You spent months building your brand. You designed the logo, nailed the packaging, wrote product descriptions that actually convert, and built a loyal customer base. Then one morning you’re scrolling through a marketplace and see it — someone selling knockoffs of your product with your brand name slapped on the listing.
What’s in This Article
It happens more often than most Shopify store owners realise. Counterfeit and pirated goods now account for roughly 3.3% of global trade according to the OECD, and the problem is accelerating. Online trademark infringement has surged, with brand impersonation involved in over 51% of phishing attempts. For Australian ecommerce brands, the risk is particularly sharp — Scamwatch recorded a 31.8% jump in online-based scam reports with financial losses in 2025 alone.
The brands that survive this aren’t the biggest or the best-funded. They’re the ones that treated intellectual property protection as a business priority from day one — not an afterthought they got around to when something went wrong. Here’s exactly how to do it for your Shopify store.
Why Most Ecommerce Brands Are Dangerously Exposed
Here’s the uncomfortable truth: most Shopify store owners have zero legal protection over their brand name, logo, or product designs. They assume that because they registered a business name with ASIC or bought a domain, they own the brand. They don’t.
A business name registration in Australia does not give you trademark rights. It doesn’t stop someone else from registering your brand name as a trademark — and then sending you a cease-and-desist letter. Without a registered trademark, you have very limited legal recourse when a copycat appears on Amazon, eBay, or Instagram selling products under your name.
The numbers tell the story. Over 30% of consumers who unknowingly purchase a counterfeit product lose trust in the original brand, regardless of whether the brand was involved. That’s not just lost revenue from the copycat sale — it’s permanent damage to your reputation with customers who may never come back. And in Australia, online shopping fraud was the most-reported scam type involving financial loss in 2025, with 9,628 reports and $8.6 million in losses through the first nine months alone.
If your brand is growing, someone will eventually copy it. The question isn’t if — it’s whether you’ll have the legal foundations in place to actually do something about it when it happens.
Step 1: Register Your Trademark Through IP Australia

Registering a trademark is the single most important legal step you can take to protect your ecommerce brand. In Australia, this is handled through IP Australia — the government agency that administers intellectual property rights. A registered trademark gives you exclusive legal ownership of your brand name, logo, or slogan within the classes you register under, and it’s enforceable in court.
The process is more straightforward than most people expect. Here’s the step-by-step breakdown:
Search the ATMOSS database first. Before you file anything, check IP Australia’s Australian Trade Marks On-line Search System (ATMOSS) for existing marks that might conflict with yours. This is free and takes minutes. Look for identical or similar names in your product classes. If there’s a conflict, you’ll save yourself the filing fee and months of waiting.

■ ■ ■

▶ _Set tasks_
a: Answer each question from the brand-protection article, one per line:
(i) According to the OECD, roughly what share of global trade is made up of counterfeit and pirated goods?
(ii) Which government agency administers intellectual property rights in Australia?
(iii) How many online shopping fraud reports were recorded in Australia in the first nine months of 2025?
b: Reproduce the brand-protection article between "Registering a trademark" and "months of waiting.", inclusive, substituting "application fee" for "filing fee".
These records were drawn from a separate source.

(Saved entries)
■ ■ ■

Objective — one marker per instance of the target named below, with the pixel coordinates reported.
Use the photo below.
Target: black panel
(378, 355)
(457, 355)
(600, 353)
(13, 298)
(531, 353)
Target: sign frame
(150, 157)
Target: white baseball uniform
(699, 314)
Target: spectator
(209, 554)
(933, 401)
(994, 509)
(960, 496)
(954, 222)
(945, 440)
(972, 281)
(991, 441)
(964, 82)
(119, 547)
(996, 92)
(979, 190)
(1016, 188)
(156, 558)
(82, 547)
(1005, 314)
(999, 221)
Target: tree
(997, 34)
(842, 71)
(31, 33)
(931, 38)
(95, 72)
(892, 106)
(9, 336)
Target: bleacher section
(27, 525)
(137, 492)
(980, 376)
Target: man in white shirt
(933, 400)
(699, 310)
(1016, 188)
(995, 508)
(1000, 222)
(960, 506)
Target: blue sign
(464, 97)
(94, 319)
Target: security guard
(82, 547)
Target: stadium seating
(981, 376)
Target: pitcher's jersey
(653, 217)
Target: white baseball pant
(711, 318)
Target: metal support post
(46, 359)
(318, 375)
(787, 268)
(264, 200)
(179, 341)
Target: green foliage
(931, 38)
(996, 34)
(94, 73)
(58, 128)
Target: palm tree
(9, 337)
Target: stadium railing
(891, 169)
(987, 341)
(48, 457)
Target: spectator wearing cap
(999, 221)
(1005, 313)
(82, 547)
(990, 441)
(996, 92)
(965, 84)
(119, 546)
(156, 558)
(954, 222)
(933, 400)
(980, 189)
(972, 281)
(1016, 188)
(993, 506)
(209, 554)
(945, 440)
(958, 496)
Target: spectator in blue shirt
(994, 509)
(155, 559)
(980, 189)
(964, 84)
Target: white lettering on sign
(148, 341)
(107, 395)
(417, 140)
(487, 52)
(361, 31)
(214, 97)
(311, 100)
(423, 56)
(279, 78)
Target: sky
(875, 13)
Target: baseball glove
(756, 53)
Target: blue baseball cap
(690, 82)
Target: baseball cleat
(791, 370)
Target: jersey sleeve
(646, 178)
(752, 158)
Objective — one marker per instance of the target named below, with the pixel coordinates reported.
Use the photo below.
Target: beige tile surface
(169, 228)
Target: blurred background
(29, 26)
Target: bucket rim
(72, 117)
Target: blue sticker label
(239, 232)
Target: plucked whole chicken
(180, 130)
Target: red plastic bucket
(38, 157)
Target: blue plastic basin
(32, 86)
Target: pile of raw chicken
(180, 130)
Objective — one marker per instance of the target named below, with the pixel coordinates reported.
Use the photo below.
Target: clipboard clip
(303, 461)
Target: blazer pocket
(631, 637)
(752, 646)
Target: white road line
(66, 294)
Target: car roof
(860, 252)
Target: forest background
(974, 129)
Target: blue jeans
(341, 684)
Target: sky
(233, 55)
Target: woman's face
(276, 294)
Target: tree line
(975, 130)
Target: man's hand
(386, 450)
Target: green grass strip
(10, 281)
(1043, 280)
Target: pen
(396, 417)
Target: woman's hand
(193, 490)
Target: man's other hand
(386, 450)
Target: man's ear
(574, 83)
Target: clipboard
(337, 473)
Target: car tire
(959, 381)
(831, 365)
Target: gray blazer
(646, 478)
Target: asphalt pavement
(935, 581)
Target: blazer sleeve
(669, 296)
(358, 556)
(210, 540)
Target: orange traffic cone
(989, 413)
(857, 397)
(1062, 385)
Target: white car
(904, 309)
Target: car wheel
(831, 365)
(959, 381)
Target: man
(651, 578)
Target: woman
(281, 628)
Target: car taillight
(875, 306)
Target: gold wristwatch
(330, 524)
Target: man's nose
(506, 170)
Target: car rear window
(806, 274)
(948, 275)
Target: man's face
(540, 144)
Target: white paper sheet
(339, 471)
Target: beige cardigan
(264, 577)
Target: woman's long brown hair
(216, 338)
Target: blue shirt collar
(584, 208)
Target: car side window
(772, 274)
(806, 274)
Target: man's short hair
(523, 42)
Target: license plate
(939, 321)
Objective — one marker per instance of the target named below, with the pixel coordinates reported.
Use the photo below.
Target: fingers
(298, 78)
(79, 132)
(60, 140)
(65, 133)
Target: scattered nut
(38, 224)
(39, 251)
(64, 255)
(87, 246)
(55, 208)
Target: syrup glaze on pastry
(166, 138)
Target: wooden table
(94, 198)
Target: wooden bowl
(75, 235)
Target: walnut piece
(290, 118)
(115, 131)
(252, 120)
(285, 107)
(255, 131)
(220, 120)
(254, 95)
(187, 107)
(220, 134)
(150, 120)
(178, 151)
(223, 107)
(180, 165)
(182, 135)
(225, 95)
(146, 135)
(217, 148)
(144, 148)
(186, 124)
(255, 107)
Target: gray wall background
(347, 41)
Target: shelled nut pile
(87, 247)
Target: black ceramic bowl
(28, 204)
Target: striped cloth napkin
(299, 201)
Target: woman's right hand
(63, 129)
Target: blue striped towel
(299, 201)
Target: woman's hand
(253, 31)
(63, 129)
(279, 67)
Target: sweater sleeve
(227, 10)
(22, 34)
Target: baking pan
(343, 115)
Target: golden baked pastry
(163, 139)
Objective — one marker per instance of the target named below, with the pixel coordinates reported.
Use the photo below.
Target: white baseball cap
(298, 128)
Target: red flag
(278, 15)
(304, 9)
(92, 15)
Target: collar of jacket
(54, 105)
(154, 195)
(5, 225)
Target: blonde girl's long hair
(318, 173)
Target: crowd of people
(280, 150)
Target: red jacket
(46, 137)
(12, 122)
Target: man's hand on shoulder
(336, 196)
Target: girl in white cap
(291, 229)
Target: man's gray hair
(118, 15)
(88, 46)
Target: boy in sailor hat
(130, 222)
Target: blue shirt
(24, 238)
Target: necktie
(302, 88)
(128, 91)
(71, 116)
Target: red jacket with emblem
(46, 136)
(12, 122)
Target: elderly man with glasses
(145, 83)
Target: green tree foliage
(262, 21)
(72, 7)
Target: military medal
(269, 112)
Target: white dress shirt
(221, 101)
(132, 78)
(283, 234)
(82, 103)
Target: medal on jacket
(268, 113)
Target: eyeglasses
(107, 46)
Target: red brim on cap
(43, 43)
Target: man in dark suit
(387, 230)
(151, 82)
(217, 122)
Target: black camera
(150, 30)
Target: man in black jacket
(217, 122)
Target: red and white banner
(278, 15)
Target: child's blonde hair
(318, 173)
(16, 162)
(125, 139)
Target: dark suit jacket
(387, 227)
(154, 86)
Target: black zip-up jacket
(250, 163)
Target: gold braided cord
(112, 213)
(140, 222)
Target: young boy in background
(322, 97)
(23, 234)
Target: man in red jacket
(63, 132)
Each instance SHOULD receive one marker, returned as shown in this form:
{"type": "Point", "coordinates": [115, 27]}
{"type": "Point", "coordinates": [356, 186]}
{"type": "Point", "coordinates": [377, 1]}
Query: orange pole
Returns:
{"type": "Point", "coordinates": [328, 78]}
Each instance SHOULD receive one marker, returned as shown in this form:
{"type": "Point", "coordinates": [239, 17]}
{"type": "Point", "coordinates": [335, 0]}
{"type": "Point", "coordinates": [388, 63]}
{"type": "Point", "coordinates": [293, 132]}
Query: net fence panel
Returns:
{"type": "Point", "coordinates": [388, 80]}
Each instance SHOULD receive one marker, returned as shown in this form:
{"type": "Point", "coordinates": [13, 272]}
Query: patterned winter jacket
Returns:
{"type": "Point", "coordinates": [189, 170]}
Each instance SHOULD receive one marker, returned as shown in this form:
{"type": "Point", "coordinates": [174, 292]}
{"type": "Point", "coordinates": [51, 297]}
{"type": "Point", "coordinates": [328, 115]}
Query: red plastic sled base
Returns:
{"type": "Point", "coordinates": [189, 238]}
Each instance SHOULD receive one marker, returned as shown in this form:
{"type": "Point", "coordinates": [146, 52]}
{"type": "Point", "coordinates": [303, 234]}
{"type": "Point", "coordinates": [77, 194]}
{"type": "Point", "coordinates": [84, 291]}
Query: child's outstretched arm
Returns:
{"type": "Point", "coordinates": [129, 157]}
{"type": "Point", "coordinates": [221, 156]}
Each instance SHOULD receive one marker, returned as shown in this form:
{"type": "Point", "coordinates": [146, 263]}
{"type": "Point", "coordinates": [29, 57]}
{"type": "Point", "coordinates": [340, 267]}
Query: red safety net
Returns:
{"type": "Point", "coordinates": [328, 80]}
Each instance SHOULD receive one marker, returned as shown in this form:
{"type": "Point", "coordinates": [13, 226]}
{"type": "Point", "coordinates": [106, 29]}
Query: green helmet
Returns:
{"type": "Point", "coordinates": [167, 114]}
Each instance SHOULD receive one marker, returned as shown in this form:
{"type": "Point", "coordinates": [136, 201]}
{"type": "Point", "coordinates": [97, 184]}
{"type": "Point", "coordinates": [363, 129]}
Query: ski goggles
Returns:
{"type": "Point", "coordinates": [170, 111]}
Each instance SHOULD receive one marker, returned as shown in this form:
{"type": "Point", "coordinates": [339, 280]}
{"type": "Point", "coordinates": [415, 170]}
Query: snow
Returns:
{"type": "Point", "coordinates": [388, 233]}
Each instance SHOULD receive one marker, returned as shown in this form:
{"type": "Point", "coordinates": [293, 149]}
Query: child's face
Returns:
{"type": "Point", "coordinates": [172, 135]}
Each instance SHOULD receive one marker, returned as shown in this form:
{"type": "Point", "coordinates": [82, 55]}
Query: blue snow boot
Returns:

■ ■ ■

▶ _Solutions per task_
a:
(i) Roughly 3.3%
(ii) IP Australia
(iii) 9,628

b:
Registering a trademark is the single most important legal step you can take to protect your ecommerce brand. In Australia, this is handled through IP Australia — the government agency that administers intellectual property rights. A registered trademark gives you exclusive legal ownership of your brand name, logo, or slogan within the classes you register under, and it’s enforceable in court.
The process is more straightforward than most people expect. Here’s the step-by-step breakdown:
Search the ATMOSS database first. Before you file anything, check IP Australia’s Australian Trade Marks On-line Search System (ATMOSS) for existing marks that might conflict with yours. This is free and takes minutes. Look for identical or similar names in your product classes. If there’s a conflict, you’ll save yourself the application fee and months of waiting.